(Part of a data file)
•••
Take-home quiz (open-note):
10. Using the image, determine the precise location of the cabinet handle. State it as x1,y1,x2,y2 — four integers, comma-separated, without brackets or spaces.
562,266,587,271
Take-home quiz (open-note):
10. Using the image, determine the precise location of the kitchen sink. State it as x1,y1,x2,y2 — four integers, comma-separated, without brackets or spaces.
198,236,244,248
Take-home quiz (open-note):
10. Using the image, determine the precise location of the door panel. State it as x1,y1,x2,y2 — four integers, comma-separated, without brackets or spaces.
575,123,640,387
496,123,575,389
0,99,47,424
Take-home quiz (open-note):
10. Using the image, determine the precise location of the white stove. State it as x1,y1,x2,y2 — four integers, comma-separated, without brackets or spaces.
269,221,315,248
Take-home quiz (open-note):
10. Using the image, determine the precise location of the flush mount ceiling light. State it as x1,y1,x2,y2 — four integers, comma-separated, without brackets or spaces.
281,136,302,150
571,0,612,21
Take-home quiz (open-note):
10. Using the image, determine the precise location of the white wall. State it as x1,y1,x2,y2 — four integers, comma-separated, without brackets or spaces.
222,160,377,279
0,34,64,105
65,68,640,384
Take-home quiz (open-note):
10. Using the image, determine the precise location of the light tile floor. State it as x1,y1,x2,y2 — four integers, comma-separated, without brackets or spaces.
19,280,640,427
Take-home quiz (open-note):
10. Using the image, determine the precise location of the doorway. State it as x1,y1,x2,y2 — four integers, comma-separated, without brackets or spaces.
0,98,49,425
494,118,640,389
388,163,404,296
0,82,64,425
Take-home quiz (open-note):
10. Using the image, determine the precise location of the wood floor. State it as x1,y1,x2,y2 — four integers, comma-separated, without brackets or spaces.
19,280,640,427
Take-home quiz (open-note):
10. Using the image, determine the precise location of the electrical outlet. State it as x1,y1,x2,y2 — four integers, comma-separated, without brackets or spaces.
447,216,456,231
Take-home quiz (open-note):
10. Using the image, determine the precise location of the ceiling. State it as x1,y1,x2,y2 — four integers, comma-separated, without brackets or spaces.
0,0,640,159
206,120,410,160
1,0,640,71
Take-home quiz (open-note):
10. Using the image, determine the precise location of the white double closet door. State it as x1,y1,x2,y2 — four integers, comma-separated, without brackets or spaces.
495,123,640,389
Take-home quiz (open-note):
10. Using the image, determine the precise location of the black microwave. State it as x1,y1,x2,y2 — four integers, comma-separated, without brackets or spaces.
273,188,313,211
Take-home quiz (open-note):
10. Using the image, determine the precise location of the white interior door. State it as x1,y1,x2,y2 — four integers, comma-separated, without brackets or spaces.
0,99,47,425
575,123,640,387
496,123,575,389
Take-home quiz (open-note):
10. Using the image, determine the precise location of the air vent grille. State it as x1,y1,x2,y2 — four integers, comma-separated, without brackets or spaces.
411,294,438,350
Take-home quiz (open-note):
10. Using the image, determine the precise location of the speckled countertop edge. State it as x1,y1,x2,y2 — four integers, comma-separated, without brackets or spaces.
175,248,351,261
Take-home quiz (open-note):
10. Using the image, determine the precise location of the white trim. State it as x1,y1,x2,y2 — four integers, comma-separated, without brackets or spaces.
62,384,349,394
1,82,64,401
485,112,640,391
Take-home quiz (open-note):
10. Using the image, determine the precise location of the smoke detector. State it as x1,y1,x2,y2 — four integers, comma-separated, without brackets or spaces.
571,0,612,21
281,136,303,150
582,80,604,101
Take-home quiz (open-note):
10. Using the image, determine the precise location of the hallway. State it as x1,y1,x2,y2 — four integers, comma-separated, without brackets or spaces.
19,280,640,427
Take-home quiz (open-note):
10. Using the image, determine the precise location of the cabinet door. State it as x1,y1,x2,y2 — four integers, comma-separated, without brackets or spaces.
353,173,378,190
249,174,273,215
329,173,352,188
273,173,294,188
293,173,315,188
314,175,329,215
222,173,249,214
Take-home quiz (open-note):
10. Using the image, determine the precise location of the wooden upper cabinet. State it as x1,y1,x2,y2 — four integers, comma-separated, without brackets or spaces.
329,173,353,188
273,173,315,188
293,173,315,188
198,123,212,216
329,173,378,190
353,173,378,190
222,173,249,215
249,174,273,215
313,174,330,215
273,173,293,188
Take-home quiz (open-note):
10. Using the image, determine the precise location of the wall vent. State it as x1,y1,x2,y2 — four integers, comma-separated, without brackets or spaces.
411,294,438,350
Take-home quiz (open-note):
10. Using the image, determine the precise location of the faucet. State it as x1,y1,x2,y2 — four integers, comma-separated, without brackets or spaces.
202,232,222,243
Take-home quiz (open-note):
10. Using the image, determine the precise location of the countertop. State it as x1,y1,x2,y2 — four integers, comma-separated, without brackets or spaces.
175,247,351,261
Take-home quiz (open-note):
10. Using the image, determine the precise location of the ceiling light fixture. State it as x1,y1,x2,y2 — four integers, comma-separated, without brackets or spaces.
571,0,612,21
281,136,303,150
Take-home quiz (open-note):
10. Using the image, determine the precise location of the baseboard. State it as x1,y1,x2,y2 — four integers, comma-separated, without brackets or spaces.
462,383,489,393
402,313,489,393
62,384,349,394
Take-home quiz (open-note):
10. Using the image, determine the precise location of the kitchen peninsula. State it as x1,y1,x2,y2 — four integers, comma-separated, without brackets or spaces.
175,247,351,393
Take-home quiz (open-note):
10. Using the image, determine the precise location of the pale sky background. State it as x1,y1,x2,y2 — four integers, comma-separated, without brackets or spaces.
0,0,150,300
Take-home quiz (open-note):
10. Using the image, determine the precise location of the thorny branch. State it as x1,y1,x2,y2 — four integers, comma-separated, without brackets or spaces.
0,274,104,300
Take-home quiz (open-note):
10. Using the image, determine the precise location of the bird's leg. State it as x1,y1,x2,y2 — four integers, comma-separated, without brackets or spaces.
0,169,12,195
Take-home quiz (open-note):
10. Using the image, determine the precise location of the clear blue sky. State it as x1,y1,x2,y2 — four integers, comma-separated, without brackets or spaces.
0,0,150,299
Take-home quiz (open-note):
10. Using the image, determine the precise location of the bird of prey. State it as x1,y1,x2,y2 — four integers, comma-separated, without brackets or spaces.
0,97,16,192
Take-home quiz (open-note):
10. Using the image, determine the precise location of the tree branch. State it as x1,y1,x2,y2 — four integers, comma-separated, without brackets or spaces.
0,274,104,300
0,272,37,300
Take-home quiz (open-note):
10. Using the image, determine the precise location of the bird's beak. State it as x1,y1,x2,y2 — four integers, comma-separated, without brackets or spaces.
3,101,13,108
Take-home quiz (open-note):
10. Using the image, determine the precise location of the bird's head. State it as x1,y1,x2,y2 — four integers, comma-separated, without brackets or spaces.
•••
Copy out every one of these lines word for word.

### Response
Take-home quiz (open-note):
10. Using the image, determine the precise location of the cabinet handle. State it as x1,y1,x2,y2 — four integers, comma-separated, without brackets or spaces.
562,266,587,271
Take-home quiz (open-note):
10. Using the image, determine the precise location of the kitchen sink. State it as x1,y1,x2,y2 — four integers, comma-separated, without brackets or spaces.
198,236,244,248
Take-home quiz (open-note):
10. Using the image, determine the precise location of the door panel. State it as x1,y1,x2,y2 — four integers, comma-separated, without brackets or spaces.
575,123,640,387
496,123,575,389
0,99,47,424
Take-home quiz (open-note):
10. Using the image, determine the precise location of the white stove. State it as x1,y1,x2,y2 — four integers, comma-separated, without brackets or spaces.
269,221,315,248
Take-home quiz (open-note):
10. Using the image, determine the precise location of the flush mount ceiling light. State it as x1,y1,x2,y2 — four integers, comma-separated, without brackets or spaces.
281,136,302,150
571,0,612,21
Take-home quiz (open-note):
10. Using the image, determine the precise location of the white wall. State it as x1,y1,x2,y2 — four integers, comma-separated, without brackets or spaces.
222,160,377,279
0,34,64,105
65,68,640,384
Take-home quiz (open-note):
10. Using the image, determine the precise location of the light tile floor. State it as x1,y1,x2,y2 — four integers, comma-separated, without brackets or spaces.
19,280,640,427
Take-home quiz (open-note):
10. Using the image, determine the precise location of the doorway. State it as x1,y1,x2,y2 — four integers, comma-separated, without brackets or spaces.
0,98,49,425
494,118,640,389
388,163,404,296
0,82,64,425
Take-home quiz (open-note):
10. Using the image, determine the precise location of the wood floor. State it as x1,y1,x2,y2 — four integers, comma-separated, without brackets or spaces.
19,280,640,427
Take-home quiz (open-note):
10. Using the image, determine the precise location of the electrical outlet. State it as x1,y1,x2,y2 — four integers, comma-separated, without brackets or spaces.
447,216,456,231
Take-home quiz (open-note):
10. Using the image, determine the precise location of the ceiling. State it as x1,y1,x2,y2 — four integers, comma-separated, without brackets or spaces.
0,0,640,159
206,120,410,160
1,0,640,71
Take-home quiz (open-note):
10. Using the image, determine the precise location of the white double closet door. State it as x1,y1,x2,y2 — four integers, comma-separated, without brackets or spaces.
495,123,640,389
Take-home quiz (open-note):
10. Using the image, determine the precise location of the black microwave. State it as x1,y1,x2,y2 — four integers, comma-separated, without brackets or spaces.
273,188,313,211
Take-home quiz (open-note):
10. Using the image, determine the precise location of the white interior door. State it as x1,y1,x2,y2 — four integers, comma-separated, without brackets or spaces.
0,99,47,425
575,123,640,387
496,123,575,389
Take-home quiz (open-note):
10. Using the image, determine the precise location of the air vent grille. State it as x1,y1,x2,y2 — four integers, comma-separated, without brackets or spaces.
411,294,438,350
Take-home quiz (open-note):
10. Using the image, determine the precise location of the speckled countertop edge. State it as x1,y1,x2,y2 — four integers, comma-separated, without brackets or spaces.
175,248,351,261
Take-home quiz (open-note):
10. Using the image, determine the precise location of the white trim. State it as x1,y1,x2,y2 — four integers, comma-separated, without brackets or spaces.
62,384,349,394
1,82,64,401
485,112,640,391
Take-home quiz (open-note):
10. Using the image, determine the precise location of the smoke detector. State it as x1,y1,x2,y2 — four integers, comma-separated, without brackets or spaces.
571,0,612,21
281,136,303,150
582,80,604,101
Take-home quiz (open-note):
10. Using the image, determine the precise location of the hallway. State it as x1,y1,x2,y2 — four integers, comma-separated, without brackets or spaces.
19,280,640,427
Take-home quiz (open-note):
10. Using the image, determine the precise location of the cabinet door. State it as x1,y1,x2,y2 — four integers, comma-separated, without brackets or spaces.
353,173,378,190
249,174,273,215
329,173,352,188
273,173,294,188
293,173,315,188
314,175,329,215
222,173,249,214
Take-home quiz (open-note):
10. Using the image, determine the precise location of the wooden upper cabinet. State it as x1,y1,x2,y2 — four integers, comma-separated, without brackets or spaces.
329,173,353,188
273,173,315,188
293,173,315,188
198,123,212,216
329,173,378,190
353,173,378,190
222,173,249,215
249,174,273,215
313,174,330,215
273,173,293,188
Take-home quiz (open-note):
10. Using the image, determine the precise location of the wall vent. State it as x1,y1,x2,y2 — four integers, comma-separated, without brackets or spaces.
411,294,438,350
Take-home quiz (open-note):
10. Using the image, determine the precise location of the faucet. State it as x1,y1,x2,y2 — four integers, comma-separated, without brackets or spaces.
202,232,222,243
Take-home quiz (open-note):
10. Using the image, determine the precise location of the countertop. State it as x1,y1,x2,y2 — four integers, comma-separated, without brackets or spaces.
175,247,351,261
Take-home quiz (open-note):
10. Using the image, determine the precise location of the ceiling light fixture. State it as x1,y1,x2,y2 — four integers, comma-separated, without brackets or spaces.
571,0,612,21
281,136,303,150
Take-home quiz (open-note):
10. Using the image, determine the precise location of the baseboard. State it as x1,y1,x2,y2 — four integers, comma-separated, without brackets or spaces.
462,383,489,393
402,313,489,393
62,384,349,394
Take-home quiz (open-note):
10. Using the image, determine the precise location of the kitchen peninsula. State it as x1,y1,x2,y2 — four integers, comma-separated, without brackets or spaces.
175,247,351,393
Take-home quiz (open-note):
10. Using the image, determine the precise location of the pale sky background. State it as x1,y1,x2,y2 — four integers, comma-separated, without brackets or spaces.
0,0,150,300
Take-home quiz (open-note):
10. Using the image, determine the precise location of the thorny branch. State it as x1,y1,x2,y2 — four integers, comma-separated, without brackets or spaces.
0,274,104,300
Take-home quiz (open-note):
10. Using the image, determine the precise location of the bird's leg. State it as x1,y1,x2,y2 — four integers, comma-separated, without brackets or spaces.
0,169,12,195
Take-home quiz (open-note):
10. Using the image, determine the precise location of the clear blue sky. State it as x1,y1,x2,y2 — four integers, comma-separated, without brackets or spaces.
0,0,150,299
Take-home quiz (open-note):
10. Using the image, determine the precise location of the bird of prey. State it as x1,y1,x2,y2 — four integers, comma-separated, without brackets or spaces.
0,97,16,192
Take-home quiz (open-note):
10. Using the image, determine the precise location of the tree branch. State it as x1,y1,x2,y2 — four integers, comma-separated, without brackets or spaces.
0,274,104,300
0,272,37,300
Take-home quiz (open-note):
10. Using the image, determine the precise location of the bird's beak. State it as x1,y1,x2,y2 — four integers, comma-separated, without brackets or spaces.
3,101,13,108
Take-home quiz (open-note):
10. Using the image, determine the precise location of the bird's head. State it as x1,y1,x2,y2 — four integers, comma-separated, without brackets or spaces.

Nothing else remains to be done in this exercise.